__Quoted passage__:
Home > 2015 > Personal Finance

How Much Should You Spend on a Wedding Gift?

Advertiser Disclosure Comments 0 Comments

I am an excellent wedding guest. If you invite me to your blessed union, I will put on something nice, wear more makeup than normal and cry at the ceremony, regardless of how well I know you. I will dance when implored to do so, I will tip well at the open bar, and I will tell you how beautiful you look in your dress. I will use the hashtag you made for your event on all my Instagram photos. I will wear a fake mustache and grin wildly in a photo booth. If asked to make a toast, or say a word, or participate in a line dance that I have no prior knowledge of, I am game. I will look at your wedding registry when I get the invite and be seized with panic. I love attending weddings because celebrating the miracle of two people loving one another enough to legally link their finances and their lives together is a joyous occasion. But, I am very, very bad at wedding presents.

The notion of a registry makes sense. As tradition dictates — and probably to avoid your well-intentioned relatives picking up the phone and asking your mother where you’re registered and if you haven’t, when in the hell are you going to get on that — the registry is a nice, simple way for people to get you something that you’d actually want. I get it. Though I would never do like Carrie Bradshaw did and register to “marry myself,” I would honestly love it if I had a Amazon wish list from which it was publicly acceptable for people to purchase me presents. Aside from the joy of sharing your life with someone that you ostensibly love, from what I can tell, marriage also means throwing away the three pint glasses you stole from a bar in New Orleans and replacing all of your flatware and glassware with tastefully thin CB2 water glasses that would probably shatter if you set them down in the sink wrong. This is reward enough for legally hitching your wagon to someone in an institution that feels outdated, but is a good tax break. I support the requests. But, I never know what’s right.

Are there formulas about how much and when to buy the gifts? I’m sure in a dusty etiquette book lies a clear and succinct chart of how much to spend and what to buy. I have never seen this chart and I am sure if I did, I would be aghast at how off course my etiquette veers. Some say it’s a year. For someone who leaves a nice set of steak knives for the happy couple in their Amazon cart for two months, then forgets to actually buy them, you’d think this would be fantastic. I assure you, it is not. Even though general etiquette says that you have a year, If I buy the couple something off their registry, or at least adjacent to what was on their now-decimated and shuttered registry six months after the fact, something about that seems inconsiderate. You were together enough to put on a fancy outfit and wear shoes that hurt and drink the many whiskeys from the open bar, so you should certainly be able to pull it together and buy a present off the registry before all that’s left is the $300 Kitchenaid and the $400 Dyson.

__Given entries__:
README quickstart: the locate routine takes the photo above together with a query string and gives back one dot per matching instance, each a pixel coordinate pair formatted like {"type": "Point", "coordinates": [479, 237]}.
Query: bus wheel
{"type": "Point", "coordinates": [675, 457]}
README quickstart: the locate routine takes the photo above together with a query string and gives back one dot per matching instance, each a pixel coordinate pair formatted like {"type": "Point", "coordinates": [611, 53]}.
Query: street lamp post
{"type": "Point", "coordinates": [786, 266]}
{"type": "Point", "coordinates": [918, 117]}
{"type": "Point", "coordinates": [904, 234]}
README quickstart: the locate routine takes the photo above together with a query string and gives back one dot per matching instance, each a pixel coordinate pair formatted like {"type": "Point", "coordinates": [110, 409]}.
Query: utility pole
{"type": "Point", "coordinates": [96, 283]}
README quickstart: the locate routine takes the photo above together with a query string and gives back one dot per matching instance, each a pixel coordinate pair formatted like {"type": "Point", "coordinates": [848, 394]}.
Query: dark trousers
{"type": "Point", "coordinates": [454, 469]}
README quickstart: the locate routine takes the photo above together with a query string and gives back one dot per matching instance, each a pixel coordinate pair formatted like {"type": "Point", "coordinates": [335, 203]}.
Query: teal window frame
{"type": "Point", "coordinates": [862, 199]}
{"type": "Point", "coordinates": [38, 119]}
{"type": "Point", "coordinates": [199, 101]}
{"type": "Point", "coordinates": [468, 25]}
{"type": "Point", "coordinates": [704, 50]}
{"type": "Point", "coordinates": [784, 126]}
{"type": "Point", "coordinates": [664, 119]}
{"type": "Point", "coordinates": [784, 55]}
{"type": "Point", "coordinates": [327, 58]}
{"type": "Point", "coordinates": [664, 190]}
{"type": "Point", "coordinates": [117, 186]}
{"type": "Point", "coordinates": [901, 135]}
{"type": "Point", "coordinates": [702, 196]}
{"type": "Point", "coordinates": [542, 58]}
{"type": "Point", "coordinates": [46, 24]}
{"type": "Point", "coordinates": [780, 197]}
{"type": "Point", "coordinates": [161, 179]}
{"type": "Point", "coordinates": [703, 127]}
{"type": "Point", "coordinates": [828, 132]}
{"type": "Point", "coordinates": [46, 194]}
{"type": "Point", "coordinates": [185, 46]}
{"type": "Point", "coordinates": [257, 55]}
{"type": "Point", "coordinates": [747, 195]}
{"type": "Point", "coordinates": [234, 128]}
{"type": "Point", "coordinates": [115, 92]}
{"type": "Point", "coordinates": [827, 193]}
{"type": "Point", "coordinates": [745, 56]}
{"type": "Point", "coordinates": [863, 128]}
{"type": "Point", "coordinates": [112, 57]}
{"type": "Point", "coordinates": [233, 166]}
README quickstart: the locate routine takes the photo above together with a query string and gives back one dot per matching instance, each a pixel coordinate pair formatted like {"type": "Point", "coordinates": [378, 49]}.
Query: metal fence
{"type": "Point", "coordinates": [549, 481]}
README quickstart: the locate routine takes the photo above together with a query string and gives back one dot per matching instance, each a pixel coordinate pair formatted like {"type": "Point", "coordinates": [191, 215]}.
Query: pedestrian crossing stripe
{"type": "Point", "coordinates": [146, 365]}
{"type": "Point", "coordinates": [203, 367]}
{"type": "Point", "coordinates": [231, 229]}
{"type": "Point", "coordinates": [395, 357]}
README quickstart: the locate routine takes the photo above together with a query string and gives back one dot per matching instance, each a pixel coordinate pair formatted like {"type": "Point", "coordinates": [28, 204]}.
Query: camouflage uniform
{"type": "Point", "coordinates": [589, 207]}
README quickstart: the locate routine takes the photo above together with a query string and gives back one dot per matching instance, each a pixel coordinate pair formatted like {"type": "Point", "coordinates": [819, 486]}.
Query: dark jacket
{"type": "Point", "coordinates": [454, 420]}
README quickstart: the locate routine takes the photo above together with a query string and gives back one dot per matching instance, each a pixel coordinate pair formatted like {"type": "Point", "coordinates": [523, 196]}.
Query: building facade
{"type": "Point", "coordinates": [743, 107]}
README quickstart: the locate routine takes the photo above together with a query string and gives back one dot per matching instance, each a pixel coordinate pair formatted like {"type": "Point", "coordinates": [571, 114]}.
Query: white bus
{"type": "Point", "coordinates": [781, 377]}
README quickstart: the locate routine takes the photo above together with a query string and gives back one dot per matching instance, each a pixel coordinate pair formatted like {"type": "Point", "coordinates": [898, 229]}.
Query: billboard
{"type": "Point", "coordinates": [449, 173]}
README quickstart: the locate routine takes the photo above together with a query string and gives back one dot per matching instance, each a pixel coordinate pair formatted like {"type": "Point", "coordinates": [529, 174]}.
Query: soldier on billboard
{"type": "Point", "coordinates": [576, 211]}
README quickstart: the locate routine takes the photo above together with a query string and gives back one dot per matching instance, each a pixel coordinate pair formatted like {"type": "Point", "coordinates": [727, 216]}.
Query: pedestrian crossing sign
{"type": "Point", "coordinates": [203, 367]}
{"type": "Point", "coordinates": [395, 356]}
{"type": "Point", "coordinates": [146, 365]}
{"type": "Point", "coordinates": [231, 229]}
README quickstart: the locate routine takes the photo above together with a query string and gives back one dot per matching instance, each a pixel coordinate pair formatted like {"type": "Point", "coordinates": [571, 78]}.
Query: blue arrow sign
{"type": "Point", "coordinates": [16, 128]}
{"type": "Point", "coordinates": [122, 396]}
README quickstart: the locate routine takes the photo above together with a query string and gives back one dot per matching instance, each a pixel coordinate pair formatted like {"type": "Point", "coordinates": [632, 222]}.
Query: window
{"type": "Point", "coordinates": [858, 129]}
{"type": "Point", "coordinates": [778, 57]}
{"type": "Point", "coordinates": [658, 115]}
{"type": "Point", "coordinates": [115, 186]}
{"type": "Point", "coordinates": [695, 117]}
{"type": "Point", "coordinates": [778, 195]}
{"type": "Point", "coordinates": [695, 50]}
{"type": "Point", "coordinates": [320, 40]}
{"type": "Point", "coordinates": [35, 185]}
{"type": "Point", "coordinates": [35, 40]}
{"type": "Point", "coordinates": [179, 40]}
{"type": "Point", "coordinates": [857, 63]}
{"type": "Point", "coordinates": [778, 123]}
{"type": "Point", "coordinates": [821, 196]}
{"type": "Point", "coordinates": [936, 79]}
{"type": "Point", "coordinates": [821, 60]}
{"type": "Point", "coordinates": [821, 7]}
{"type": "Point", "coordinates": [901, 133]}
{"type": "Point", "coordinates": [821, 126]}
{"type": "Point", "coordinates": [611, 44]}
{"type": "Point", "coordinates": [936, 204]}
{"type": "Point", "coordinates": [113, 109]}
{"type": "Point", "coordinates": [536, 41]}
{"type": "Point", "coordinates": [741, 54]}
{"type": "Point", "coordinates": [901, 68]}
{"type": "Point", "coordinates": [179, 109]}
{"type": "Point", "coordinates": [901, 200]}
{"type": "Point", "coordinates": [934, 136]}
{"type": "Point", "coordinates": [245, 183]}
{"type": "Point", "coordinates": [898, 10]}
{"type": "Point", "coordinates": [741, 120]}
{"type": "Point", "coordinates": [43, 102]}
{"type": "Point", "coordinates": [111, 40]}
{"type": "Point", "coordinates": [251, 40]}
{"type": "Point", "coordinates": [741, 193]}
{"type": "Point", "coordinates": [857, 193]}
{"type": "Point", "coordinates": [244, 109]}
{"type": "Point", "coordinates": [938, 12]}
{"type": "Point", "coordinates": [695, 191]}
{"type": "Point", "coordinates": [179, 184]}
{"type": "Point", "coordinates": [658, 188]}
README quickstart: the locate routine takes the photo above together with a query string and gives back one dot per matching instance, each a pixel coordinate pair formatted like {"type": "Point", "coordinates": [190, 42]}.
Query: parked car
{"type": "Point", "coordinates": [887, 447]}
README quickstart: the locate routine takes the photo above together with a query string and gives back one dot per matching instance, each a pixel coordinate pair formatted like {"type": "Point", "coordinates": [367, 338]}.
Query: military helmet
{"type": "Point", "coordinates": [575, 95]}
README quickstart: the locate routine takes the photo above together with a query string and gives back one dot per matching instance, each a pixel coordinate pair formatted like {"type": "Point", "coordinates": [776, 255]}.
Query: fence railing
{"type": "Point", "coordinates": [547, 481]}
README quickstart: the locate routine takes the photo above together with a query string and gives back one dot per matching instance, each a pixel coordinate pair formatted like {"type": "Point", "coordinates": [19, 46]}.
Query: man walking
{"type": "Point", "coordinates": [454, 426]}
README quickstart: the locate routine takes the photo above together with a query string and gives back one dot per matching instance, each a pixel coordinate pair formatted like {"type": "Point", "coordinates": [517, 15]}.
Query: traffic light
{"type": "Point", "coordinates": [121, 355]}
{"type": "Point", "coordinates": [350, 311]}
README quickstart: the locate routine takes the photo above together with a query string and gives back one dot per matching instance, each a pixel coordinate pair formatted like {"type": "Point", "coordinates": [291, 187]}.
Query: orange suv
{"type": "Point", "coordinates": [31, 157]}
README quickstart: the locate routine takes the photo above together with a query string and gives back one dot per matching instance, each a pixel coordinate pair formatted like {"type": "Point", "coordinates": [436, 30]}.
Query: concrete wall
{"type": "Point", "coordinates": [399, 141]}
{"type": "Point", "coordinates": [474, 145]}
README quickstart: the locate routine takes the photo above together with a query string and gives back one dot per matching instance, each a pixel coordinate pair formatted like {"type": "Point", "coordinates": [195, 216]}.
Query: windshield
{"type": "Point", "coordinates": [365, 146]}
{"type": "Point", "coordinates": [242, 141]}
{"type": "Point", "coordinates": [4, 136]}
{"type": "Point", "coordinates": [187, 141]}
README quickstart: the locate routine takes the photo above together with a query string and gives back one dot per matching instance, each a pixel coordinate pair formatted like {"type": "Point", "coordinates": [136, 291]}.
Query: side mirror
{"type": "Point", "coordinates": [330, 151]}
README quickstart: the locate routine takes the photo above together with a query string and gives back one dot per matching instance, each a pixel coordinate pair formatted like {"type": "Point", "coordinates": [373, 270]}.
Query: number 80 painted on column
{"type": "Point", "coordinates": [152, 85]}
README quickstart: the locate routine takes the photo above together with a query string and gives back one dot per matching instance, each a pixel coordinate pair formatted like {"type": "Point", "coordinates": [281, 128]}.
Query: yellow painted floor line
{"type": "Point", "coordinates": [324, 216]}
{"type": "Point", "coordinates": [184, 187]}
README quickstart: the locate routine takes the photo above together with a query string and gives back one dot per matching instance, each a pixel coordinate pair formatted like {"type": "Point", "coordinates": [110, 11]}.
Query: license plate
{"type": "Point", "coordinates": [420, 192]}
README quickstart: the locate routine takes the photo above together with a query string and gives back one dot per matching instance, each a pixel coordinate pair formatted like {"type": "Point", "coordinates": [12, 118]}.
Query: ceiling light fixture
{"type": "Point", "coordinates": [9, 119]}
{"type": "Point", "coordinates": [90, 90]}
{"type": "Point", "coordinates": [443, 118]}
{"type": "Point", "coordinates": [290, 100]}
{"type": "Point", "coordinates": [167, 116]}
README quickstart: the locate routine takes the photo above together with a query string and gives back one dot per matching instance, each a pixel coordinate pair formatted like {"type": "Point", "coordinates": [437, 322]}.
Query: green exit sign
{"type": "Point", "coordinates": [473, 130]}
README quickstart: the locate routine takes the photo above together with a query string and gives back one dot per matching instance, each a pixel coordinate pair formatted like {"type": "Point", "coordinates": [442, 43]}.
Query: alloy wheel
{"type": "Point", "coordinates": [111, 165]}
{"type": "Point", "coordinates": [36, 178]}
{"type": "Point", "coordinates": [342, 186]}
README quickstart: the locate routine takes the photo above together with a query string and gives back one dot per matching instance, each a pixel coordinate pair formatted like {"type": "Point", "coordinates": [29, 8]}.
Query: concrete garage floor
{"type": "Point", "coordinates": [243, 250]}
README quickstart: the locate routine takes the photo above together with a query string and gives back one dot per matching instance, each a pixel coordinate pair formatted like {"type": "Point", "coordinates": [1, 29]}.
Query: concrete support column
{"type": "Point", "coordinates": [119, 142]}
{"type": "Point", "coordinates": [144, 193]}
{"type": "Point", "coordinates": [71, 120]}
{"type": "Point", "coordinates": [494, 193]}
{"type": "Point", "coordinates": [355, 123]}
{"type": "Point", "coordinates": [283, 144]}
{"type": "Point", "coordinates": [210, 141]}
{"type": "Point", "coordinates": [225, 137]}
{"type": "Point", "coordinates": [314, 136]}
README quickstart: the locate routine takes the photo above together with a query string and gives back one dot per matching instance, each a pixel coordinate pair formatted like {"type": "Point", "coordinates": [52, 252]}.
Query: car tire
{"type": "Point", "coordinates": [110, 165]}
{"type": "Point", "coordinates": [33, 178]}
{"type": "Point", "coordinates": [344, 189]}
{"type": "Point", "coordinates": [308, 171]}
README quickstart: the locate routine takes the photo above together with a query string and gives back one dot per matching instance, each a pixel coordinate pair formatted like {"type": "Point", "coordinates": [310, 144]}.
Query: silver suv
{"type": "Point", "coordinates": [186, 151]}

__What this exercise asks__:
1. According to the wedding gift article, how much time does general etiquette allow a guest for buying a present?
2. State how many lines of the records contain the string "painted", treating case as significant. Give only the number.

__Results of the exercise__:
1. A year.

2. 2